— Aim a —
Starting with the line in the records that contains "circular paving pattern." and going on through the last line of the records, lay out those lines as a JSON list of strings, one string per line, with blank lines left out.
┌─ Page excerpt
Consuelo Bland Marshall (born September 28, 1936) is a senior United States district judge of the United States District Court for the Central District of California.

Education and career

Born in Knoxville, Tennessee, Marshall received an Associate of Arts degree from Los Angeles City College in 1956. She received a Bachelor of Arts degree from Howard University in 1958. She received a Bachelor of Laws from Howard University School of Law in 1961. She was a deputy city attorney of Los Angeles City Attorney's Office from 1962 to 1967. She was in private practice of law in Los Angeles, California from 1968 to 1970. She was a Commissioner of the Juvenile Court of the Los Angeles County Superior Court from 1971 to 1976. She was a judge of the Civil and Criminal Division of the Inglewood Municipal Court in Inglewood, California from 1976 to 1977. She was a judge of the Criminal Division of the Los Angeles County Superior Court from 1977 to 1980.

Federal judicial service

Marshall was nominated by President Jimmy Carter on June 20, 1980, to a seat on the United States District Court for the Central District of California vacated by Judge Robert Firth. She was confirmed by the United States Senate on September 29, 1980, and received her commission on September 30, 1980. She served as Chief Judge from 2001 to 2005. She assumed senior status on October 24, 2005.
└─
┌─ Data supplied
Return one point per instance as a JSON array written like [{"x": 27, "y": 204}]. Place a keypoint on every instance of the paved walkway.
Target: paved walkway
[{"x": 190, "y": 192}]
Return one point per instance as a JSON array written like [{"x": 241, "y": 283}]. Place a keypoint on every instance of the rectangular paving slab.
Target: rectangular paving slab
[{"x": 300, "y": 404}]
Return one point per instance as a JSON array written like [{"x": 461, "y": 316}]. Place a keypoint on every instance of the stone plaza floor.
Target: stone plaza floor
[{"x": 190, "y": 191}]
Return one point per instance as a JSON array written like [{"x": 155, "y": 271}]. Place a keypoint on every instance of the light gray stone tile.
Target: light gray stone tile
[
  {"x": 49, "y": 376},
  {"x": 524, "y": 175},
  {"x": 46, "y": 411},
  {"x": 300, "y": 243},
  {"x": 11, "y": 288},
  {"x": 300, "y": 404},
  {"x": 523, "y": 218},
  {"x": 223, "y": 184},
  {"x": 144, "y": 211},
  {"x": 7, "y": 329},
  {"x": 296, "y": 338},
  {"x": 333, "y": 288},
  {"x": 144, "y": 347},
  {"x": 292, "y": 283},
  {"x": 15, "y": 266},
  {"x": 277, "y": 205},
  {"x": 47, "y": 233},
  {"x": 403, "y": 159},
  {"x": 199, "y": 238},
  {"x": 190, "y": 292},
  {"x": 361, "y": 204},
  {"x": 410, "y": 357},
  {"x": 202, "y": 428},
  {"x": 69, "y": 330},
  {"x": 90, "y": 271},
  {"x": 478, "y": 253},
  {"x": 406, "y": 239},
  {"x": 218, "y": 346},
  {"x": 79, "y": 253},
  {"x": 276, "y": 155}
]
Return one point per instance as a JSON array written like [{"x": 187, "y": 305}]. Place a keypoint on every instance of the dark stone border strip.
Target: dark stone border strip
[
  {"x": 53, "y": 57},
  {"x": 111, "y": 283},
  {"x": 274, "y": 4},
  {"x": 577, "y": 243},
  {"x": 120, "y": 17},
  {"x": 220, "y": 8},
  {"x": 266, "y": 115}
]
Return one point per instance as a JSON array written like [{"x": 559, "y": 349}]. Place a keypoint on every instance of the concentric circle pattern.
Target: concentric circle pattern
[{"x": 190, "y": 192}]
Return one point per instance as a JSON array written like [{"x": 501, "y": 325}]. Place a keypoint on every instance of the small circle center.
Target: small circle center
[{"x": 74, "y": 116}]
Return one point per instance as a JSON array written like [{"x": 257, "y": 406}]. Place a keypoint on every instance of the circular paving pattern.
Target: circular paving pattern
└─
— Aim b —
Translate this sentence from the passage on Consuelo Bland Marshall into Spanish: "She served as Chief Judge from 2001 to 2005."

— Worked answer a —
[
  "Return one point per instance as a JSON array written like [{\"x\": 257, \"y\": 406}]. Place a keypoint on every instance of the circular paving pattern.",
  "Target: circular paving pattern"
]

— Worked answer b —
Se desempeñó como jueza presidenta de 2001 a 2005.